AIM:
Please count the lines in the records below that contain the string "hind", and reply with only that number.

DATA:
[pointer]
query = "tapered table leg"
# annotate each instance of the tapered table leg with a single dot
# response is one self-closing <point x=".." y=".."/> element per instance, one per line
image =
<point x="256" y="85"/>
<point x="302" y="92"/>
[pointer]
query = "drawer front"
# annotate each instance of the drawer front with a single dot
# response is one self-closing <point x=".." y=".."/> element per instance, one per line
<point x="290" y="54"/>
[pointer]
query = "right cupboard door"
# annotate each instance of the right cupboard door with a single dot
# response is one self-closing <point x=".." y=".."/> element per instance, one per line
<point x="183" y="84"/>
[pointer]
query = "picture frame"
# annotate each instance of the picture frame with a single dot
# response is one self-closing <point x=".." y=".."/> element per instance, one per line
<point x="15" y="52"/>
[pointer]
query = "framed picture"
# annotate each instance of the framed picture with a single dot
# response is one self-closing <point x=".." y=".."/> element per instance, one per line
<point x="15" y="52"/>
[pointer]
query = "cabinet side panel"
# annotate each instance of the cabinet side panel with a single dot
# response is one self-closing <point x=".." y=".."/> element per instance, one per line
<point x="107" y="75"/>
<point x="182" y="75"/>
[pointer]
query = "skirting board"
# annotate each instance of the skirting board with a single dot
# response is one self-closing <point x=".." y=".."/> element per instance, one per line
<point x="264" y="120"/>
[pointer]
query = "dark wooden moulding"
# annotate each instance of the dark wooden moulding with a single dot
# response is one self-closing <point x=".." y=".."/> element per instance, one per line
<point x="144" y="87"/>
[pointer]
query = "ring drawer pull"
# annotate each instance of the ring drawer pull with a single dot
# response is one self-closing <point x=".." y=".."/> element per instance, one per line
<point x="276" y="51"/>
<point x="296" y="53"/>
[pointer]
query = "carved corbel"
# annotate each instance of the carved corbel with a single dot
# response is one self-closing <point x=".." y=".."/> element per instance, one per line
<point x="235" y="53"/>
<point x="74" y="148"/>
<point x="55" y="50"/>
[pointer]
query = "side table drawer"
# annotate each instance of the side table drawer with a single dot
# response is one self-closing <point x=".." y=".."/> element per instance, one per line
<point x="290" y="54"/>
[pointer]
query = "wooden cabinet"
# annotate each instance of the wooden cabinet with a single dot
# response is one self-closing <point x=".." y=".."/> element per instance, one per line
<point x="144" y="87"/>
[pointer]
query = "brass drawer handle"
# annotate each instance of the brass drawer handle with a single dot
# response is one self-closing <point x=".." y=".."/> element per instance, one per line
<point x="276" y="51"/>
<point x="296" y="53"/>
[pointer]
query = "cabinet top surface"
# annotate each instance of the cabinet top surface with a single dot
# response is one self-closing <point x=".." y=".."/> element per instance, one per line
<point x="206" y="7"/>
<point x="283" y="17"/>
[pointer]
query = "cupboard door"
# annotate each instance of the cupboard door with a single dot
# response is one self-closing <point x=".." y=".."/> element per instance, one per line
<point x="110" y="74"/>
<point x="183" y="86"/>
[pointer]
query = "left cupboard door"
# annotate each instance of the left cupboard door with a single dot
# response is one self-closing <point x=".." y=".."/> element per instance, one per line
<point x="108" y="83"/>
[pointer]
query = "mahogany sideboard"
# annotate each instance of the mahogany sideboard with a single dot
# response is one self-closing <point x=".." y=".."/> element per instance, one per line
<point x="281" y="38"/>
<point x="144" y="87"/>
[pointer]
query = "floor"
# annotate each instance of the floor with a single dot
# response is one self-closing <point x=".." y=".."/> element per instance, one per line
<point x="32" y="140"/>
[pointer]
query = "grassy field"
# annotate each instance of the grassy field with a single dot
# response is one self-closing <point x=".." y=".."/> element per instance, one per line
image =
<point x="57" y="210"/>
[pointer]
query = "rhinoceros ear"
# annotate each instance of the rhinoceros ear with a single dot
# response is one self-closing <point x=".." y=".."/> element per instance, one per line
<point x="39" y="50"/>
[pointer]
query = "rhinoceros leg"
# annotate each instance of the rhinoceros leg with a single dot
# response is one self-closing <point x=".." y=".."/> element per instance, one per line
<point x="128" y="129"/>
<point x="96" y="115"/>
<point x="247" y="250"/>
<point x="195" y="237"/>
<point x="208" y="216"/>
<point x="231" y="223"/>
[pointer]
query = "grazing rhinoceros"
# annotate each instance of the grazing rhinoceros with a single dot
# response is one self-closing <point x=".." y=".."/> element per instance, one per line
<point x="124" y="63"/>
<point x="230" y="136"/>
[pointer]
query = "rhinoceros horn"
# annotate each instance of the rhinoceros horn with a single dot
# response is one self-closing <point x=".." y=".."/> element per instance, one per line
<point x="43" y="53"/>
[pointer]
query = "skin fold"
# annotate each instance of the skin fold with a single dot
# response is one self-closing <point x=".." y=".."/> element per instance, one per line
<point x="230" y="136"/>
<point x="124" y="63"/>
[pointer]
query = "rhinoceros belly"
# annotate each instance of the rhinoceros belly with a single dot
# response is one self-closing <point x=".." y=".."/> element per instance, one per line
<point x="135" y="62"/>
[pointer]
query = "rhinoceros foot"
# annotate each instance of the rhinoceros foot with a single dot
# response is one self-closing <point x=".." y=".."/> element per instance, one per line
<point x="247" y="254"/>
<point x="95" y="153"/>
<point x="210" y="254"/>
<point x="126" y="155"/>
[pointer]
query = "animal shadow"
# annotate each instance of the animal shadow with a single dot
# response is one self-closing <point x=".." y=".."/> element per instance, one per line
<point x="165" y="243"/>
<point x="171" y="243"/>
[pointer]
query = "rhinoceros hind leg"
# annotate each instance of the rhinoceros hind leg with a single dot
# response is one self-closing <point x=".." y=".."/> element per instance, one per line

PROBLEM SOLUTION:
2